Source text section start
Classic hemophilia is transmitted as a recessive X-linked trait. What is the probability
Classic hemophilia is transmitted as a recessive X-linked trait. What is the probability of having a sick child from a marriage of a healthy woman with a man suffering from hemophilia?
Let’s designate the chromosome containing the gene that causes the development of hemophilia as Xg, then the chromosome with the gene that determines the well-being in relation to this disease will be XG.
A man with hemophilia has the Xg Y genotype. They produce two types of spermatozoa – Xg and Y. To their daughters, they transmit a chromosome containing a pathological gene – Xg, to sons – a hemophilia-neutral Y chromosome.
A healthy woman can be both homo- and heterozygous. Let’s consider both options.
1. A healthy woman with a genotype homozygous for the gene for normal blood coagulation – XGXG. It produces the same type of XG eggs.
The offspring of a married couple of a hemophilic man and such a woman will be represented by the following options:
heterozygote girls who are carriers of the pathological gene (XGXg) – 50%;
healthy boys (XG Y) – 50%.
The probability of having a sick child is 0%.
2. A healthy woman with a heterozygous genotype – XGXg. It produces two types of eggs – XG and Xg.
The offspring of a married couple of a hemophilic man and a heterozygous woman will include options:
girls with hemophilia (XgXg) – 25%;
heterozygote girls who are carriers of the pathological gene (XGXg) – 25%;
healthy boys (XG Y) – 25%;
boys with hemophilia (Xg Y) – 25%.
In this case, the probability of having a sick child is 50%.
Source text section end
* _Task item 1_
According to the hemophilia problem, what offspring result when a hemophilic man marries a heterozygous healthy woman? List each with its genotype and percentage.
* _Task item 2_
In the hemophilia problem, what genotype does a man with hemophilia have?
* _Task item 3_
Reproduce the hemophilia problem word for word from "1. A healthy" to "eggs – XG and Xg.".
Supplied material section start
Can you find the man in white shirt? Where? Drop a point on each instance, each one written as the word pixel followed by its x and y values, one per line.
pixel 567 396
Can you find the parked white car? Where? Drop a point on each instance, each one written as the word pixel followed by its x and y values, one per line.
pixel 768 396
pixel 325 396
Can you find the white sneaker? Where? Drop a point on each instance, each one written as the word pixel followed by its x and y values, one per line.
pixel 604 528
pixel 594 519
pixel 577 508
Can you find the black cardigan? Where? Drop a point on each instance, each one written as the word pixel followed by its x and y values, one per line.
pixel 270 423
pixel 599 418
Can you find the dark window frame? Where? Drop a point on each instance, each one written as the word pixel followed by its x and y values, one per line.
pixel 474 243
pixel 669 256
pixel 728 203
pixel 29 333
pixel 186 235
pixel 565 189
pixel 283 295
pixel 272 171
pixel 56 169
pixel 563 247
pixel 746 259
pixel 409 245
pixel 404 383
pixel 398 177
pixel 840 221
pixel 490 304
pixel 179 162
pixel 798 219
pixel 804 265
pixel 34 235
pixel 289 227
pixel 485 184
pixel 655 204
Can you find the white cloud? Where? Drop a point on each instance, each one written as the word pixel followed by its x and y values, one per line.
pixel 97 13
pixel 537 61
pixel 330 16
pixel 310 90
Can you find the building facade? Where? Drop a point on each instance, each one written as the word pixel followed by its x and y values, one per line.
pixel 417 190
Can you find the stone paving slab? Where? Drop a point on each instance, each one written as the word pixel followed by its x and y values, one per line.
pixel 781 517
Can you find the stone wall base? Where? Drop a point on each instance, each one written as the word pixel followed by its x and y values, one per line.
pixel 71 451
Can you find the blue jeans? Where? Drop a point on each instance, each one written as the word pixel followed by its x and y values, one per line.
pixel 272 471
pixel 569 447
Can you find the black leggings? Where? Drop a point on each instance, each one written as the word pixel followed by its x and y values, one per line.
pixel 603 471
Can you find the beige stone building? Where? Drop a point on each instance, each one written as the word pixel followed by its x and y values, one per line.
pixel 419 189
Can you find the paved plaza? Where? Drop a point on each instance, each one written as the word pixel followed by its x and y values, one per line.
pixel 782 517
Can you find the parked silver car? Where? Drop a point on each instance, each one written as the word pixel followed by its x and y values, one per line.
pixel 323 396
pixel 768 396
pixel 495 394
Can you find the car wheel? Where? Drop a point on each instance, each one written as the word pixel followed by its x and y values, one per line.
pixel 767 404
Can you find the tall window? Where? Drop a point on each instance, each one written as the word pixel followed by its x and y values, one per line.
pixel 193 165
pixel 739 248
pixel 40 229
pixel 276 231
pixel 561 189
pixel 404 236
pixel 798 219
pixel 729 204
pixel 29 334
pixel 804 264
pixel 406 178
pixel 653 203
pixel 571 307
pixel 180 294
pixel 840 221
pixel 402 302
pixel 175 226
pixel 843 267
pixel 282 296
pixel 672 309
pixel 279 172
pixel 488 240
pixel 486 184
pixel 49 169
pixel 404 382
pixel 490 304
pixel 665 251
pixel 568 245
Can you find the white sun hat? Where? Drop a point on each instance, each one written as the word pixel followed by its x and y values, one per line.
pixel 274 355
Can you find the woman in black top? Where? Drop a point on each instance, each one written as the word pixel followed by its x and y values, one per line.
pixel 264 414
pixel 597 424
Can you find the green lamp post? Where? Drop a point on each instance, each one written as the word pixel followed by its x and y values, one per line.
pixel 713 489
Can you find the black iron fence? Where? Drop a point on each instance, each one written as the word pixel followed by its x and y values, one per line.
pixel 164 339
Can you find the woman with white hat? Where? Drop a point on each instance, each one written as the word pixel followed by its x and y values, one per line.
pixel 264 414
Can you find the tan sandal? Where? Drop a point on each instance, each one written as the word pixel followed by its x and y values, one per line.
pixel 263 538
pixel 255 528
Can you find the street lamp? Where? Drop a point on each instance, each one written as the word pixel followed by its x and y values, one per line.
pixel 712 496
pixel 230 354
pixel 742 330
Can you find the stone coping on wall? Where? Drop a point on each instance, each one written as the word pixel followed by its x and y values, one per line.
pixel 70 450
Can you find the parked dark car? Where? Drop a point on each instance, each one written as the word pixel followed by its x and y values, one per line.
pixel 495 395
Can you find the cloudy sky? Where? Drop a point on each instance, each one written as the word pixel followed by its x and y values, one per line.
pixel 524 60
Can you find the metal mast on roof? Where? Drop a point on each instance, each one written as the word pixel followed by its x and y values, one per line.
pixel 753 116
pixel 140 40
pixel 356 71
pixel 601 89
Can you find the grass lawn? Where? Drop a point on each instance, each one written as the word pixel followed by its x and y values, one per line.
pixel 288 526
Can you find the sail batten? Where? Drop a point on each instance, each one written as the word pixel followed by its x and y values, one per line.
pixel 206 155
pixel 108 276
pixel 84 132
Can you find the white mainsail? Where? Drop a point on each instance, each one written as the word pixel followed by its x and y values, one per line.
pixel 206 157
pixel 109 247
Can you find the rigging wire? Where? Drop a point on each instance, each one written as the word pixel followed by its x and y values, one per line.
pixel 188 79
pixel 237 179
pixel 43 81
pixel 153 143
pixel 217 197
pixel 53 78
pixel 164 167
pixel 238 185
Supplied material section end
* _Task response 1_
Girls with hemophilia (XgXg), 25%
Heterozygote girls who carry the pathological gene (XGXg), 25%
Healthy boys (XG Y), 25%
Boys with hemophilia (Xg Y), 25%

* _Task response 2_
The Xg Y genotype.

* _Task response 3_
1. A healthy woman with a genotype homozygous for the gene for normal blood coagulation – XGXG. It produces the same type of XG eggs.
The offspring of a married couple of a hemophilic man and such a woman will be represented by the following options:
heterozygote girls who are carriers of the pathological gene (XGXg) – 50%;
healthy boys (XG Y) – 50%.
The probability of having a sick child is 0%.
2. A healthy woman with a heterozygous genotype – XGXg. It produces two types of eggs – XG and Xg.